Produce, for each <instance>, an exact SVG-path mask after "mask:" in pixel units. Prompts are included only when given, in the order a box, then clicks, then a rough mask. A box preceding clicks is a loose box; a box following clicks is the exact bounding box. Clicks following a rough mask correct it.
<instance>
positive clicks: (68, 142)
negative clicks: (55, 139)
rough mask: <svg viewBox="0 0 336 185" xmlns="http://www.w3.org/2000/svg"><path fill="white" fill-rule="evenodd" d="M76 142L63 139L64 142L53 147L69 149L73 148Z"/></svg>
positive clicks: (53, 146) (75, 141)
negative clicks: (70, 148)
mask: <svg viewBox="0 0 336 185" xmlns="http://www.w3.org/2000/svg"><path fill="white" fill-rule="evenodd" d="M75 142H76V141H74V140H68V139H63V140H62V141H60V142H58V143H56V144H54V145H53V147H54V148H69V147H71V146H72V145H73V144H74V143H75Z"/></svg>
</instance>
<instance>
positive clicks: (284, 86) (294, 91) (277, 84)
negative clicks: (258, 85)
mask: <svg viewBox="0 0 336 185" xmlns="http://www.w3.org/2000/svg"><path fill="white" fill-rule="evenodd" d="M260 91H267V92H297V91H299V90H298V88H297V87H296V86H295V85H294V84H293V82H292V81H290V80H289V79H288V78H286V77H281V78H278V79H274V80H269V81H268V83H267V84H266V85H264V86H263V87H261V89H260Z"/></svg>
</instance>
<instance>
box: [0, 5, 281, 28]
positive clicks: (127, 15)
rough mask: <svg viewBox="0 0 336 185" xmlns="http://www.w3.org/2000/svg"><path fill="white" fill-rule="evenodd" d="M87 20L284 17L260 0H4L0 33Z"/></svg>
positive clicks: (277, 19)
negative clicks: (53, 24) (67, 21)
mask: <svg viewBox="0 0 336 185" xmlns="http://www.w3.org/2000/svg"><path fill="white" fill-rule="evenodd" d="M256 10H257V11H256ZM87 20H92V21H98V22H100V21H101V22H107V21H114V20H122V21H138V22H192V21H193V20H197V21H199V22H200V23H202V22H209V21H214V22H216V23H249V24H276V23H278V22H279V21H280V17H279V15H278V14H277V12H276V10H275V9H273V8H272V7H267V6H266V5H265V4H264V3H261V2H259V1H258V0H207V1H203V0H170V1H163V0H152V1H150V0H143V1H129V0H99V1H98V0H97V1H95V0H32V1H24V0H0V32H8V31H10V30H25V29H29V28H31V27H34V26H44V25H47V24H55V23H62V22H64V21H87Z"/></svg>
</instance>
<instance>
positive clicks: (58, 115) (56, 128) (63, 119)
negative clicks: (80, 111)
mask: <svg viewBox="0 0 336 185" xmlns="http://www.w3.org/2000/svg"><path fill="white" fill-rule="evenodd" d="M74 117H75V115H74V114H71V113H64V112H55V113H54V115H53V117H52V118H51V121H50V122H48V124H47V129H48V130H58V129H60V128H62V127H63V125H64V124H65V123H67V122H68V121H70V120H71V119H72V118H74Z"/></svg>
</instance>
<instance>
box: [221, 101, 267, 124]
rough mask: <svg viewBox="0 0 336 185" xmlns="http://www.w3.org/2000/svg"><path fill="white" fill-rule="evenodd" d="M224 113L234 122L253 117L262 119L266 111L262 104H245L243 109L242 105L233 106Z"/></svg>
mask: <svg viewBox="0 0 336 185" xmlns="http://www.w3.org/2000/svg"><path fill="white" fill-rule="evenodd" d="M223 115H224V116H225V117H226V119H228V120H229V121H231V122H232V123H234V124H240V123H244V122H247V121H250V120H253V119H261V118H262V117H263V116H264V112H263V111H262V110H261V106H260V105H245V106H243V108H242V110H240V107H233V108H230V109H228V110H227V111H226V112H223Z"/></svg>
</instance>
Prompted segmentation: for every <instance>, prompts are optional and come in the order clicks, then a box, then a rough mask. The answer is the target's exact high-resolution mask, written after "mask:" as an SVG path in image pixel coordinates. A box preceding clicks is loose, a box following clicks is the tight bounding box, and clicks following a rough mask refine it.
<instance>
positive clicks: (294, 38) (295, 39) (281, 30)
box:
_____
§ PROBLEM DETAILS: From the entries, copy every line in which the string "positive" can be found.

§ EXERCISE OUTPUT:
positive clicks: (68, 142)
positive clicks: (53, 146) (75, 141)
positive clicks: (284, 86) (294, 91) (277, 84)
positive clicks: (127, 15)
positive clicks: (277, 19)
positive clicks: (58, 115) (56, 128) (63, 119)
positive clicks: (294, 38) (295, 39) (281, 30)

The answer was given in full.